- _TRECHO DO DOCUMENTO_:

SUPERPAUTA – Depois da
campanha, você se mudou para Natal...
FERNANDO LUIZ – Vim para
Natal em 1969. Trouxe uma carta de dona Joanita endereçada ao seu filho,
Cassiano Arruda Câmara. Ele, que já me conhecia dos comícios, conseguiu um
estágio para mim na Rádio Cabugi. Eu não recebia pagamento, mas havia a
possibilidade de ser contratado quando surgisse uma vaga na emissora. Entrei no
começo do ano letivo, em 1969. Fui estudar no Padre Miguelinho. A Cabugi era ao
lado da Igreja São Pedro. Naquela época, Carlos Alberto tinha um programa
chamado “Bar da Noite”. Era transmitido das 22 horas à meia-noite. Ele colocava
uns efeitos que davam a impressão de que o programa era transmitido mesmo da
mesa de um botequim. Várias pessoas vieram do interior do estado para conhecer
esse “Bar da Noite”. Eu lia o noticiário durante o programa. Em maio daquele
mesmo ano, passei a ser “crooner” dos Apaches. João de Orestes me chamou para substituir
o cantor André Silva. Na época, Natal tinha muitas bandas, como Alerta Cinco,
The Jetsons, Os Milionários, Sempre Alerta, Infernais e Terríveis. Nessa época
passei a ser conhecido como “o menino de Nova Cruz”. Passaram a comentar que
tinha um menino de Nova Cruz que cantava muito. Estreei no dia 29 de maio, na
zona. Foi em Zeni Drink’s, em Morro Branco. A dona se chamava Inez. Ela colocou
seu nome ao contrário: Zeni. Estreei cantando “Férias na Índia”. Depois disso, falei
com Carlos Alberto e saí da rádio.
SUPERPAUTA – Quanto você
ganhava para cantar nos Apaches?
FERNANDO LUIZ – Recebia 100
cruzeiros por mês. Virei um astro aos 16 anos. Todos tínhamos vindo do interior
do estado. Eu era o mais novo da banda. Como andava de ônibus, vez por outra eu
lia escrito no estofado das cadeiras: “Fernando Luiz dos Apaches, eu te amo”. Eu
ficava louco com aquilo. Virei ídolo da periferia! A gente fazia mais sucesso
nas Quintas e nas Rocas. Na Assen, a agitação também era grande. Depois
passamos a tocar no ABC, onde hoje é o CCAB Norte. Para entrar no Quintas Clube,
era uma loucura. A domingueira mais famosa era lá. Como terminava mais tarde,
muitos músicos dos conjuntos iam pegar as menininhas na saída, para dar uma
voltinha no quarteirão. Numa dessas, uma garota ficou grávida de mim. Foi perto
de eu viajar para o Rio. Depois nos acertamos sobre esse assunto.

- _REGISTROS FORNECIDOS_:
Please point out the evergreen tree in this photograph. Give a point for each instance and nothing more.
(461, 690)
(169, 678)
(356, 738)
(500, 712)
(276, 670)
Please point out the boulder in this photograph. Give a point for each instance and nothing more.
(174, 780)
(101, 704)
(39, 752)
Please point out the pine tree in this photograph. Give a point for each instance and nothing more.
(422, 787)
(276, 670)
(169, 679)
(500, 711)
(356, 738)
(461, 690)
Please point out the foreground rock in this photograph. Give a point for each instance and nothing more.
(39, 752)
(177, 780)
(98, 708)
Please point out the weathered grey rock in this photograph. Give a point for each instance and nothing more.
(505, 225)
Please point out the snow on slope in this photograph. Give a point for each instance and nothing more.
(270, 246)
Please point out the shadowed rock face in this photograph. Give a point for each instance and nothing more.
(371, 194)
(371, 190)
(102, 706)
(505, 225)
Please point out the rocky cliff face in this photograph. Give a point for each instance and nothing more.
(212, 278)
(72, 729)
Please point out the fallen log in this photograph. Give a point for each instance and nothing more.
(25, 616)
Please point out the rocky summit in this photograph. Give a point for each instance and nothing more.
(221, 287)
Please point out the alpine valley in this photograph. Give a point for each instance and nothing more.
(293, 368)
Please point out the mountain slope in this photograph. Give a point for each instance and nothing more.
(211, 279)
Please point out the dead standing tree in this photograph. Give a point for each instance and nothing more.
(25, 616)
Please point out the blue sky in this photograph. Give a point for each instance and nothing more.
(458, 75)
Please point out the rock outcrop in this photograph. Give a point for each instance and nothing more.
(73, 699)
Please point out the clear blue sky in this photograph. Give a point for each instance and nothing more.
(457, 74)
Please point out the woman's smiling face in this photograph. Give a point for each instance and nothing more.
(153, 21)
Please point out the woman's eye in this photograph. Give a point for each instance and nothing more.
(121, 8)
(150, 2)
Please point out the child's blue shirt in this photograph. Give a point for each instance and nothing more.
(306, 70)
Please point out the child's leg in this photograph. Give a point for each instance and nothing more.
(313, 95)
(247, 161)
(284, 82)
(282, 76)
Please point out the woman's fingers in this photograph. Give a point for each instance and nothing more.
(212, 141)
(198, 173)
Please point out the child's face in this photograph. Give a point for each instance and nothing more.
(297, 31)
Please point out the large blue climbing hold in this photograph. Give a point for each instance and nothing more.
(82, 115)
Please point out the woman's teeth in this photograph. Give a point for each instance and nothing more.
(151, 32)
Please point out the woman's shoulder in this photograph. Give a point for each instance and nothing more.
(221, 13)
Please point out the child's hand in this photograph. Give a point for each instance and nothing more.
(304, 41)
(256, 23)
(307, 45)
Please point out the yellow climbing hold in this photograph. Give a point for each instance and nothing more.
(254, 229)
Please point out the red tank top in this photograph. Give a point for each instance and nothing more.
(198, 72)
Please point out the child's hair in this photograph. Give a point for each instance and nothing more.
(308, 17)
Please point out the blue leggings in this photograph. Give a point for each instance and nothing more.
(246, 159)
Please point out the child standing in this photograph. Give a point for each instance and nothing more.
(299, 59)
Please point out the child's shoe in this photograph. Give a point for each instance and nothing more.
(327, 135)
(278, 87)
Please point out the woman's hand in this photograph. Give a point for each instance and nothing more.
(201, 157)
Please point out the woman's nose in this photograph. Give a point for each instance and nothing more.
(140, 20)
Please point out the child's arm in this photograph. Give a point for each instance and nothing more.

- _PEDIDO ESCRITO A_:
Responda às perguntas abaixo com base na entrevista com Fernando Luiz.
(i) Em que ano ele veio para Natal?
(ii) Qual cantor ele foi chamado para substituir nos Apaches?
(iii) Quanto ele recebia por mês para cantar nos Apaches?
- _PEDIDO ESCRITO B_: Liste todas as pessoas que Fernando Luiz cita pelo nome na entrevista com ele, sem incluir ele mesmo.
Os registros constituem um material separado da entrevista com Fernando Luiz.

- _RESPOSTA A_:
(i) Em 1969.
(ii) André Silva.
(iii) 100 cruzeiros.

- _RESPOSTA B_:
dona Joanita
Cassiano Arruda Câmara
Carlos Alberto
João de Orestes
André Silva
Inez